▸ Given request
In the forum thread on the B-29 "Tip Tow" project, reproduce everything from "One of the veterans" down to "Lucky13 (May 3, 2009)" word for word.

▸ Text section
★ ★ ★ ★ ★

# What The Heck Were They Thinking? B-29 Project "Tip Tow"



## syscom3 (May 3, 2009)

Project Tip Tow: Boeing B-29 with Republic F-84 Thunderjet.

TIP TOW F-84D TESTS

One of the more interesting experiments undertaken to extend the range of the early jets in order to give fighter protection to the piston engineed bombers, was the provision for in-flight attachment/detachment of fighter to bomber via wingtip connections. One of the several programs during these experiments was MX106 done with a B-29 mother ship and two F-84D "children", and was code named "Tip Tow" (not Tom Tom as stated above) A number of flights were undertaken, with several successful cycles of attachment and detachment, using, first one, and then two F-84s. The pilots of the F-84s maintained manual control when attached, with roll axis maintained by elevator movement rather than aileron movement. Engines on the F-84s were shut down in order to save fuel during the "tow" by the mother ship, and in-flight engine restarts were successfully accomplished. The experiment ended in disaster during the first attempt to provide automatic flight control of the F-84s, when the electronics apparently malfunctioned. The left hand F-84-1-RE 48-641 rolled onto the wing of the B-29, and the connected aircraft both crashed with loss of all onboard personnel.

The pilot of the right-hand F-84D-1-RE 48-661 wrote of the Tip-Tow experiments in an article entitled Aircraft Wingtip Coupling Experiments published by the Society of Experimental Test Pilots.

The photo above was taken during the longest "hookup" on 20 October 1950.

File:Boeing B-29 TomTom.jpg - Wikimedia Commons

Goleta Air and Space Museum: Flying Aircraft Carriers of the USAF: Wing Tip Coupling: B-29B/F-84D

FICON project - Wikipedia, the free encyclopedia



One of the veterans at the B29 forum had this to say:

"It was real and all three of them crashed in the process. Another goofy idea that looked great on paper. If memory serves the B-29 was 44-62093 and the crash occurred 11/20/51."


----------



## Lucky13 (May 3, 2009)

Hmmmm....another of those crazy ideas from the '50's.


----------



## Colin1 (May 3, 2009)

My God
nutty as it looks, at least in flight the F-84s would have been generating some lift, on the ground they're just an awful lot of dead weight right at the very extremities of the B-29's wings; the accident doesn't really come as a great surprise, what comes as a surprise is that it didn't fold up just trying to get off the ground - that stage of the ride must have been a real pucker-clench for the F-84 drivers...

★ ★ ★ ★ ★

▸ Stored rows
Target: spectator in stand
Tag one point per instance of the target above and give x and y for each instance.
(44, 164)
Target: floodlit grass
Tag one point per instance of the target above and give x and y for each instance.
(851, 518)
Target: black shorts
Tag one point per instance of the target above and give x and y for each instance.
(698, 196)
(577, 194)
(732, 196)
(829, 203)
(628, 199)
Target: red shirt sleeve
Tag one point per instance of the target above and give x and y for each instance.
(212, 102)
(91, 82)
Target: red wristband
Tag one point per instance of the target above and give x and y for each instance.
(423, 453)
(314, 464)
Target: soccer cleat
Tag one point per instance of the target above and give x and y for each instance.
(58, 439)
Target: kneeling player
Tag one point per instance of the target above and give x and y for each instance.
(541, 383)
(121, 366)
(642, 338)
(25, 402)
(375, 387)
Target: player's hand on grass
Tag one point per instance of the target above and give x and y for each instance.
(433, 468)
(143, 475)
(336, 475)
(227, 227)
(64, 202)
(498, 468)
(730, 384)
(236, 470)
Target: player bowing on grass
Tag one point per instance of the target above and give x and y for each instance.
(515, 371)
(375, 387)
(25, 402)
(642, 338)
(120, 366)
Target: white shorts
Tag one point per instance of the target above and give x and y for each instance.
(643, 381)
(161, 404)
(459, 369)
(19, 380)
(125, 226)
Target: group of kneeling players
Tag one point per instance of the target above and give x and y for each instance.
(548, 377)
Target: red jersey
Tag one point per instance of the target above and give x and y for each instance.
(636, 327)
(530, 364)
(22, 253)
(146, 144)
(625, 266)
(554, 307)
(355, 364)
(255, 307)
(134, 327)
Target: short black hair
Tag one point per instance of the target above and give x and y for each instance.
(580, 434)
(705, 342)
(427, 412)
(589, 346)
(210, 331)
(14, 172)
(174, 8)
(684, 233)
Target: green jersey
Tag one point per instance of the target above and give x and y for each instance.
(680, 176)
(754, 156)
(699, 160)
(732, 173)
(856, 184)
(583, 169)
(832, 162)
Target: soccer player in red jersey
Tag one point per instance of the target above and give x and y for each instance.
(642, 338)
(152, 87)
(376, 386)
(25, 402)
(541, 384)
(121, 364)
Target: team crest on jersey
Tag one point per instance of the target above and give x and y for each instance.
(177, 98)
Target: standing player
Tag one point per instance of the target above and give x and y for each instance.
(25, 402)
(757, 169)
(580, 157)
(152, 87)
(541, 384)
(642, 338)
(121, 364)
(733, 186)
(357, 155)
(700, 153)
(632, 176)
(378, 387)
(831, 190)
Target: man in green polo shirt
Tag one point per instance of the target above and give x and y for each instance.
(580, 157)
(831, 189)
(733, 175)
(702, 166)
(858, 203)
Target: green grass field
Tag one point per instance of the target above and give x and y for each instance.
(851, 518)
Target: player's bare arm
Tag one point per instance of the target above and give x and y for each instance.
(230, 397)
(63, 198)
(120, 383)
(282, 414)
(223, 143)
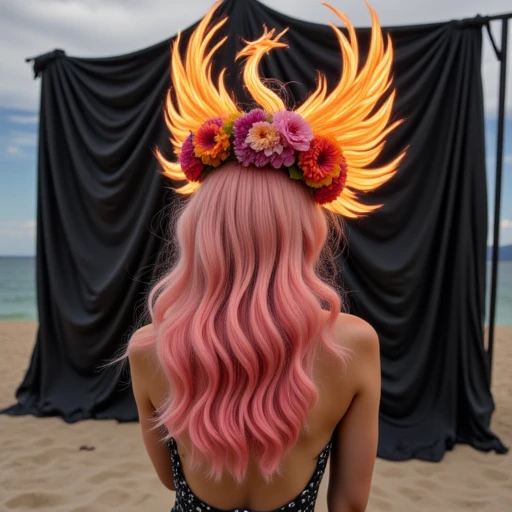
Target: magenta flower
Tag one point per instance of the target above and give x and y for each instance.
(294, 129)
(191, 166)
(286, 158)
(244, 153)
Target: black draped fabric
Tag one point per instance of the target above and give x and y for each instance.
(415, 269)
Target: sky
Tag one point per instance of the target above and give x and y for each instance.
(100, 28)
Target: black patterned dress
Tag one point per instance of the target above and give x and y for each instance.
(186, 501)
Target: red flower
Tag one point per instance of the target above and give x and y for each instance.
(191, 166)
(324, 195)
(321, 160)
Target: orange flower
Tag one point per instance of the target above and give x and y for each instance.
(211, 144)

★ ★ ★ ★ ★

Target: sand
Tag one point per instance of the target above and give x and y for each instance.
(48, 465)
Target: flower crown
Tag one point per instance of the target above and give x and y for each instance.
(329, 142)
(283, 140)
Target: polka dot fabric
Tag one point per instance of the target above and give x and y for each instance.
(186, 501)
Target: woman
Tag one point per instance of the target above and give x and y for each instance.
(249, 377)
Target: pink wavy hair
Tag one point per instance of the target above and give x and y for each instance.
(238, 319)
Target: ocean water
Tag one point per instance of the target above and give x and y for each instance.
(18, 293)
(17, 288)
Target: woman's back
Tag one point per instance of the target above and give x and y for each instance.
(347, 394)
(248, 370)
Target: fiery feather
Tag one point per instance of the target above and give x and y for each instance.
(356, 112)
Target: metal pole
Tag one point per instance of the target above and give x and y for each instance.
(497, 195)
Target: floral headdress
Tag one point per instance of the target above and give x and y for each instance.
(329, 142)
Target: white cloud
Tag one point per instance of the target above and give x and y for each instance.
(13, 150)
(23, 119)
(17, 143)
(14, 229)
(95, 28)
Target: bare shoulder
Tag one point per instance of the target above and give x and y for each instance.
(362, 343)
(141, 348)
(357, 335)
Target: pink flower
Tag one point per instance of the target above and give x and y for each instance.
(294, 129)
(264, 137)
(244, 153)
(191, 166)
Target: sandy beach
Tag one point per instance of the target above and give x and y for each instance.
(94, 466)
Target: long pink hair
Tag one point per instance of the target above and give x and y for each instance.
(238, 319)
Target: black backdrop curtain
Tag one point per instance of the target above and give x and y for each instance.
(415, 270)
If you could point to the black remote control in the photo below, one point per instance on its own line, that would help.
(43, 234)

★ ★ ★ ★ ★

▸ Worked solution
One of the veterans at the B29 forum had this to say:

"It was real and all three of them crashed in the process. Another goofy idea that looked great on paper. If memory serves the B-29 was 44-62093 and the crash occurred 11/20/51."


----------



## Lucky13 (May 3, 2009)